Given records: Begin

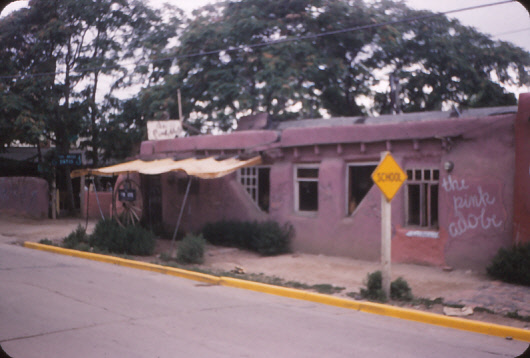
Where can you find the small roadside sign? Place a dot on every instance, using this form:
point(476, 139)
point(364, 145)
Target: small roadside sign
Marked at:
point(389, 176)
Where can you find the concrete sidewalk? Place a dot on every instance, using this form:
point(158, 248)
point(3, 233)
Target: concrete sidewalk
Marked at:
point(457, 287)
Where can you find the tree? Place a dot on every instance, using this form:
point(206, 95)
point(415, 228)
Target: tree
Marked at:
point(54, 56)
point(243, 57)
point(441, 61)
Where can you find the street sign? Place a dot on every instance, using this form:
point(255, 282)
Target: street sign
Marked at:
point(389, 176)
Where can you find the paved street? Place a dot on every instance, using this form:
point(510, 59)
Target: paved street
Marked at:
point(58, 306)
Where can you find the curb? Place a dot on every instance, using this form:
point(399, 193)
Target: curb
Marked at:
point(367, 307)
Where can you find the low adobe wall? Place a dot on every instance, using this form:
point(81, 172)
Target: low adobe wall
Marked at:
point(25, 196)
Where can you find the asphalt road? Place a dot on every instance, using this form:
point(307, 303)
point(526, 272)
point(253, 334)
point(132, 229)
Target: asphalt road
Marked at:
point(59, 306)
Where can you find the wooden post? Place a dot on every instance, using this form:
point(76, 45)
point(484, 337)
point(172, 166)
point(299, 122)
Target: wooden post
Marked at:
point(386, 244)
point(180, 106)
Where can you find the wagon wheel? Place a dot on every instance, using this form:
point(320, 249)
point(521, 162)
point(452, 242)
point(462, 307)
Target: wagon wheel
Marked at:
point(127, 203)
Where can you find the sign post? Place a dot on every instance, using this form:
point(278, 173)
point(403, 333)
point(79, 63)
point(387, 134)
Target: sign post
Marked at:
point(389, 177)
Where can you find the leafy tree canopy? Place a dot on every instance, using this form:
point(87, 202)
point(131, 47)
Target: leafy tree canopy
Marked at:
point(274, 58)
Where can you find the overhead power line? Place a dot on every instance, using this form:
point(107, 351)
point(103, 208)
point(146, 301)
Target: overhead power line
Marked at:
point(270, 43)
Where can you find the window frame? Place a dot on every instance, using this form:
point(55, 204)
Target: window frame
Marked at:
point(254, 196)
point(426, 221)
point(348, 184)
point(297, 181)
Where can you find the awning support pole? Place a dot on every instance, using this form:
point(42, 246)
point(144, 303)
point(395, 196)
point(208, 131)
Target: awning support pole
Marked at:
point(97, 199)
point(180, 217)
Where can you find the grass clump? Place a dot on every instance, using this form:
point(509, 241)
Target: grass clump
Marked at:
point(77, 239)
point(46, 241)
point(191, 249)
point(399, 289)
point(109, 236)
point(266, 238)
point(512, 265)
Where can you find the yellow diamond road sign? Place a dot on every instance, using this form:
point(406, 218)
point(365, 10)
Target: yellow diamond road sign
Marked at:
point(389, 176)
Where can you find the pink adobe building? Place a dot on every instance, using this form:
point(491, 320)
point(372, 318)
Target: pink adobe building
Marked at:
point(467, 193)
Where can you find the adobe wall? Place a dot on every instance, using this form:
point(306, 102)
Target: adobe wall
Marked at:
point(475, 197)
point(521, 214)
point(26, 196)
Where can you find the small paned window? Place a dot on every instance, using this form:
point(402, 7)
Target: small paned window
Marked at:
point(422, 197)
point(359, 183)
point(256, 181)
point(306, 188)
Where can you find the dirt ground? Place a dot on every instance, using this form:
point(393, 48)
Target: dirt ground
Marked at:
point(458, 287)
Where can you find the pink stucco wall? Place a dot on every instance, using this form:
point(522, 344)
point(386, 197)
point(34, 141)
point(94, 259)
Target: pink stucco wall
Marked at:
point(522, 171)
point(26, 196)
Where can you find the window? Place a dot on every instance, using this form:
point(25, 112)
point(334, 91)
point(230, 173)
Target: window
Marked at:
point(256, 181)
point(422, 197)
point(306, 188)
point(359, 183)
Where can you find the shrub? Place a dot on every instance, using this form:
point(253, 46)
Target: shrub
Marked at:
point(513, 265)
point(109, 236)
point(399, 288)
point(191, 249)
point(139, 241)
point(272, 239)
point(266, 238)
point(76, 239)
point(46, 241)
point(374, 287)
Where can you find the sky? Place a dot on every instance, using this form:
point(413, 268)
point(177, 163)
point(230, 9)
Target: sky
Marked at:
point(507, 22)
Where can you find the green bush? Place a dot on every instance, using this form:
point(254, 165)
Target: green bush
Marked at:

Given records: End

* Your goal:
Your response must consist of the lines from the beginning of the data through the line containing "Target: street sign", transcribed exactly, with no pictures.

* Response to the exercise:
Where can you find the small roadside sign? Place a dot on every instance, using this form:
point(476, 139)
point(364, 145)
Target: small roadside sign
Marked at:
point(389, 176)
Where can you find the concrete sidewalk? Place a dot on every instance, using this form:
point(158, 248)
point(3, 233)
Target: concrete sidewalk
Marked at:
point(457, 287)
Where can you find the tree? Place a dot on every instance, using this form:
point(206, 95)
point(415, 228)
Target: tree
Marked at:
point(54, 56)
point(243, 57)
point(441, 61)
Where can you find the street sign? Place a dot on every instance, using this form:
point(255, 282)
Target: street sign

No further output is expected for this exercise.